[Work order]:
Could you copy exactly the lines from the one containing "Please put a dot on every instance of the mountain range" through the last line of the records, leaving out every picture?

╭─ Recorded information

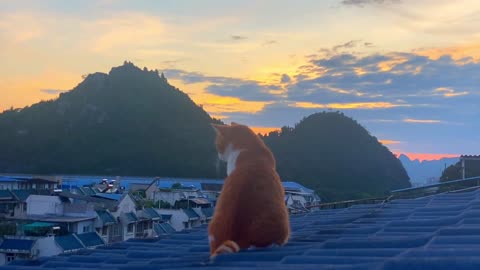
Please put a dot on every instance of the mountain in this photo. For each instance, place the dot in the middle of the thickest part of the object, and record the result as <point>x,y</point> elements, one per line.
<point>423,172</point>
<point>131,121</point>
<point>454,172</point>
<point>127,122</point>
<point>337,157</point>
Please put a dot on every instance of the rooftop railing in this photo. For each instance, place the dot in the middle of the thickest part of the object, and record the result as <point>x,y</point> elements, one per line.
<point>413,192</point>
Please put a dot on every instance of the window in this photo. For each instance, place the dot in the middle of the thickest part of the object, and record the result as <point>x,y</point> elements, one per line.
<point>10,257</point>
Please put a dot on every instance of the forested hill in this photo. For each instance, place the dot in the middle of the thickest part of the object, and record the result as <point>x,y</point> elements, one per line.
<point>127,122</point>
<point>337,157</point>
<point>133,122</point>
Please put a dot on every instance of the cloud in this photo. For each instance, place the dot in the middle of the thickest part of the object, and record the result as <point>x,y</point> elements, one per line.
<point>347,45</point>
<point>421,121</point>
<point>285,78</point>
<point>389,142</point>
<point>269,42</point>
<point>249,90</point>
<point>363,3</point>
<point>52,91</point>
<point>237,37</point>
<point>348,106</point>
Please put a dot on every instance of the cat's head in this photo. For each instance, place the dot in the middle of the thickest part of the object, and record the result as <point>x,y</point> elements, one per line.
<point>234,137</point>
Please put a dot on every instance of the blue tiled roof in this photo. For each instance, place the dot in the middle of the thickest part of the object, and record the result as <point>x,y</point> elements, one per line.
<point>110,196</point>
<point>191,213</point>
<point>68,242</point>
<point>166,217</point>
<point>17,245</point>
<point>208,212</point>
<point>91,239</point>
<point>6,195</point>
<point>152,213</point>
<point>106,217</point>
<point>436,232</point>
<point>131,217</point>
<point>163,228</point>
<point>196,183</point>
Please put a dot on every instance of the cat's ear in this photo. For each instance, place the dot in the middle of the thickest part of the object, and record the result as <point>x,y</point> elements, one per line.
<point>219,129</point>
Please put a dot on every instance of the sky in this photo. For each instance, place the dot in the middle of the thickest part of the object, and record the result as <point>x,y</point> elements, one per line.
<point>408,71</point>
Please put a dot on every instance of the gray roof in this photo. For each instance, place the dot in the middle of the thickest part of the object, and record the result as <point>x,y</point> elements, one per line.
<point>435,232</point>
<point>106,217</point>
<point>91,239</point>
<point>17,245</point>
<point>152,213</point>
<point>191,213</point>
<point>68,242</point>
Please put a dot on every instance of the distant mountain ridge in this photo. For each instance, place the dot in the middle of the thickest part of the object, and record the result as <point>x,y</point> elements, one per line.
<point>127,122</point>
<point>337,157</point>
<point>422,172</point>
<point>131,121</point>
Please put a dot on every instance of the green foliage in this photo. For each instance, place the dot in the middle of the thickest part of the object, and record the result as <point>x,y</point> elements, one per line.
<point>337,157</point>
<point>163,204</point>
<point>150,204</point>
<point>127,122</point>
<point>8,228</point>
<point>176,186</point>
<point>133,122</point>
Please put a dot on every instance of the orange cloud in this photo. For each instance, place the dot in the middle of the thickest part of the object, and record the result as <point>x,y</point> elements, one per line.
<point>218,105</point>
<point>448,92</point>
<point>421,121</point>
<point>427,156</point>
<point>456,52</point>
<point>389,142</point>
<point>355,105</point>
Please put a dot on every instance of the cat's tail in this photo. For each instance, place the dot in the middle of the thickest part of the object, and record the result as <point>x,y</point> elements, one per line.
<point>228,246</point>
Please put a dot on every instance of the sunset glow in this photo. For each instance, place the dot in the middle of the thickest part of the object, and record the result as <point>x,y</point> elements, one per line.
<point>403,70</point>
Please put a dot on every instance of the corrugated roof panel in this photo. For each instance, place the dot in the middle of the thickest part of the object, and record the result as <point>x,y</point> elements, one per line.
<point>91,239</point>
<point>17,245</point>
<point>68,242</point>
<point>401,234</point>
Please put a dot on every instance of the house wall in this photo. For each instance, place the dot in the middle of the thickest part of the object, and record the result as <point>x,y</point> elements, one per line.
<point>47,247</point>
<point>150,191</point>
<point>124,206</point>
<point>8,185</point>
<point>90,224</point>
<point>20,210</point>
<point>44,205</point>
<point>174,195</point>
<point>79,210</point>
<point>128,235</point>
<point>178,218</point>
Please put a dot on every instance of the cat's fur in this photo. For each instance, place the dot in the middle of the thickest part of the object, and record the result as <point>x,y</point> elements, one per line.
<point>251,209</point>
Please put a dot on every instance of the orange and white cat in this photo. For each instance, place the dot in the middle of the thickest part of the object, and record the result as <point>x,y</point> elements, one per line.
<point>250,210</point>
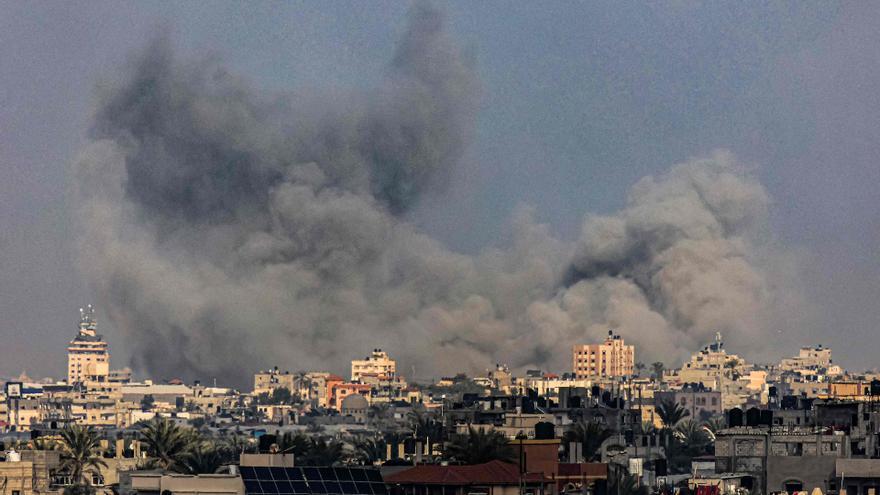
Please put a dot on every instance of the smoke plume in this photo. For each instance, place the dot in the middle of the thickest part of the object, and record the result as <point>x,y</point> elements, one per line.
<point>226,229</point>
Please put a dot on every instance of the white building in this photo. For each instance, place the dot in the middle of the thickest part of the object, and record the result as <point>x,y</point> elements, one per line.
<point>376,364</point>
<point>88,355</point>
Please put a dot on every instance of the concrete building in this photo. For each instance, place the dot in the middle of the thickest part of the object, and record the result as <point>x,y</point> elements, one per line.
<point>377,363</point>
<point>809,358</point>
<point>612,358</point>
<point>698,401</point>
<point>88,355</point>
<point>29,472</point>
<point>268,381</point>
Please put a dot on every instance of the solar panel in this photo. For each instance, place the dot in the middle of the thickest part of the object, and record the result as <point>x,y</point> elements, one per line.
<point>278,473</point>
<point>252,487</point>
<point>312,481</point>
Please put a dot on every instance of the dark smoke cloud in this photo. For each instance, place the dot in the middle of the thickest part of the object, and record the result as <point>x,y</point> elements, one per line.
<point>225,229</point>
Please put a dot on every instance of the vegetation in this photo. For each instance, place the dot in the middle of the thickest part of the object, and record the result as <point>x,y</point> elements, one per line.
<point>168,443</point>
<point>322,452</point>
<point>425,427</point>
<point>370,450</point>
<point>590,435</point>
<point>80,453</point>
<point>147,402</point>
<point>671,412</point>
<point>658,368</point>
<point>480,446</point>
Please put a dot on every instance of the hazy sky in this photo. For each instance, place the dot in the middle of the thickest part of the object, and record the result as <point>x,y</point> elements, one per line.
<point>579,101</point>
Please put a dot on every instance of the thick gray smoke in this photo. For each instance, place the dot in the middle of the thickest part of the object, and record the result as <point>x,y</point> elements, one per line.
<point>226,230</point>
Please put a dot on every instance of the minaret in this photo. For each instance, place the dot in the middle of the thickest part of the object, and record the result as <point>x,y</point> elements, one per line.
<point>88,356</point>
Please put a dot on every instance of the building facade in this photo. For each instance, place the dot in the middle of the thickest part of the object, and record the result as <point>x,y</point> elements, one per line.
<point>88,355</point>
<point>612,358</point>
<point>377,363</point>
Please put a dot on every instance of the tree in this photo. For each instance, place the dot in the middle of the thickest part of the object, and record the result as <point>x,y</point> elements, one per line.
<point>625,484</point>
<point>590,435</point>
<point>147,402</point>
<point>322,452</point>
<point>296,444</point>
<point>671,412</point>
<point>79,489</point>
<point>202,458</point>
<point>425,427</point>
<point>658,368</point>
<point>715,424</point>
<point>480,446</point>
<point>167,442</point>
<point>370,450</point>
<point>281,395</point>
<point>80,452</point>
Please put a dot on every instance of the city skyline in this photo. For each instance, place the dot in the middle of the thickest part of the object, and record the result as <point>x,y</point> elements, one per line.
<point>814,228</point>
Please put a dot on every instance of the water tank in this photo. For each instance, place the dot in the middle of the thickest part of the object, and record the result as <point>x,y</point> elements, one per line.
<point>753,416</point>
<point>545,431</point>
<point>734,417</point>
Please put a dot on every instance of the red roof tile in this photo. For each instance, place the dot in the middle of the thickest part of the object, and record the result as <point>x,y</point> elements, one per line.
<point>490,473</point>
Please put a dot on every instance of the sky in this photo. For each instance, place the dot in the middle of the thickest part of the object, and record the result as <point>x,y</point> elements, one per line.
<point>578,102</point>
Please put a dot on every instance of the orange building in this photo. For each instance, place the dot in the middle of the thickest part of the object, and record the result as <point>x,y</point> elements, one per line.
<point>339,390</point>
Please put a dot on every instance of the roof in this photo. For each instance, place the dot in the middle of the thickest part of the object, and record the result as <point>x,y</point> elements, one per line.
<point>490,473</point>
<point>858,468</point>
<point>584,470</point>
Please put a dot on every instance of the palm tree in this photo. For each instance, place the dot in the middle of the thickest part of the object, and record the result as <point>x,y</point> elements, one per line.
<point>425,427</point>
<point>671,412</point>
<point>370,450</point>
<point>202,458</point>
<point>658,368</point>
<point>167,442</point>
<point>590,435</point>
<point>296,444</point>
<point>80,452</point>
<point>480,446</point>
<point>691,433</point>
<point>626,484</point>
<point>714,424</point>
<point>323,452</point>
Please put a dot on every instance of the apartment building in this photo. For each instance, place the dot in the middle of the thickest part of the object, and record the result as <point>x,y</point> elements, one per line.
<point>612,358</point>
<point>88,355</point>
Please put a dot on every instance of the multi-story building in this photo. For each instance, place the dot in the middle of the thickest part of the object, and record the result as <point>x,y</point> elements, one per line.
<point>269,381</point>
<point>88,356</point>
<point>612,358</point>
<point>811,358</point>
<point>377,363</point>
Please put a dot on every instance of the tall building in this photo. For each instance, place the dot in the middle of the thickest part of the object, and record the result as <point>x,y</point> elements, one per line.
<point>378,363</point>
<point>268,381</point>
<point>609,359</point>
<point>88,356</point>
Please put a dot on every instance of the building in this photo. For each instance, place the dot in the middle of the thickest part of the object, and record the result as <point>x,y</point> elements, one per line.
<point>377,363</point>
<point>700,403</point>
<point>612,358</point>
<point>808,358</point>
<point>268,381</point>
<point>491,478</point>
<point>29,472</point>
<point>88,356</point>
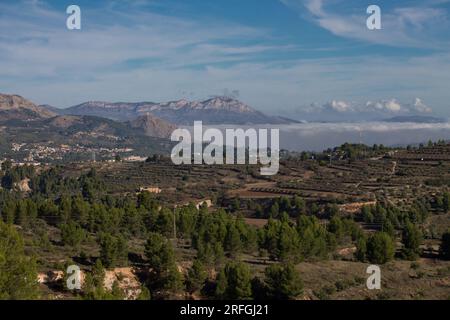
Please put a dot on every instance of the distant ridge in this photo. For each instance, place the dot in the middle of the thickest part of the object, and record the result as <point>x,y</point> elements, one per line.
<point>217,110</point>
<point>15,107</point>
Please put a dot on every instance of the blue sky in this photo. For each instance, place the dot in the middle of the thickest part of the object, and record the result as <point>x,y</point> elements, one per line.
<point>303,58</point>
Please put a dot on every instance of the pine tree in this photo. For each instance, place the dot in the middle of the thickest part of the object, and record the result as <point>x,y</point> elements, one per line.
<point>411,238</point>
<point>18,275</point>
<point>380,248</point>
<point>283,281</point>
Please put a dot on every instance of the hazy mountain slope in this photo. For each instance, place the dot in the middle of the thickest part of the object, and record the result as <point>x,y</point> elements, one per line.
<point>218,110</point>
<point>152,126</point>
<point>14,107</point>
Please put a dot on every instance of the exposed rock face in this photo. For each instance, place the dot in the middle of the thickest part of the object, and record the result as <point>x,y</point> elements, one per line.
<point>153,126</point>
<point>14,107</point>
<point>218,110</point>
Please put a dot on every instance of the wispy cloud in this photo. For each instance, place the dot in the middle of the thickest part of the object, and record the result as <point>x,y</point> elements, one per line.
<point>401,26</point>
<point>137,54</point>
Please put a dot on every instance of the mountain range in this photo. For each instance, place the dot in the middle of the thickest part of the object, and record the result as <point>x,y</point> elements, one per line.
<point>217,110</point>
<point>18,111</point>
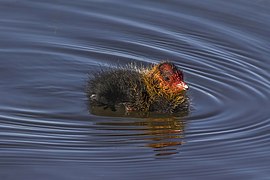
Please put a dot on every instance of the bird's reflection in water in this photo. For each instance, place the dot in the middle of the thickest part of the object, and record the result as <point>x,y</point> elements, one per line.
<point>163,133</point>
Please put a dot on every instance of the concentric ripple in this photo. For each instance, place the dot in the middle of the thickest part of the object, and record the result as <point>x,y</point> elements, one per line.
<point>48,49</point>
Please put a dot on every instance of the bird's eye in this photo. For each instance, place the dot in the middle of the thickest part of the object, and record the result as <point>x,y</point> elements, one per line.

╰─

[Exercise solution]:
Please put a dot on every instance of the mountain range in this photo. For each instance, place the dot in the middle of the thickest part of the object, and record the result as <point>x,y</point> elements, one per line.
<point>217,110</point>
<point>18,111</point>
Please put a dot on every instance of the bird's reflection in water in this photo. For each instance, place the dot in the middle of the thickest part of the object, and record the result as <point>x,y</point> elements, one per line.
<point>163,133</point>
Please put a dot on every instance of the concentric ripple in this photo. For each instance, place the dot in the middle of the thickest part of the object, and record the result as <point>x,y</point> elements, one per line.
<point>48,49</point>
Please put a dot on every instance of the bird's eye in this photo. For each instance, place the dot in the middle of the thickest part of the object, and record the result as <point>x,y</point> elements, one per line.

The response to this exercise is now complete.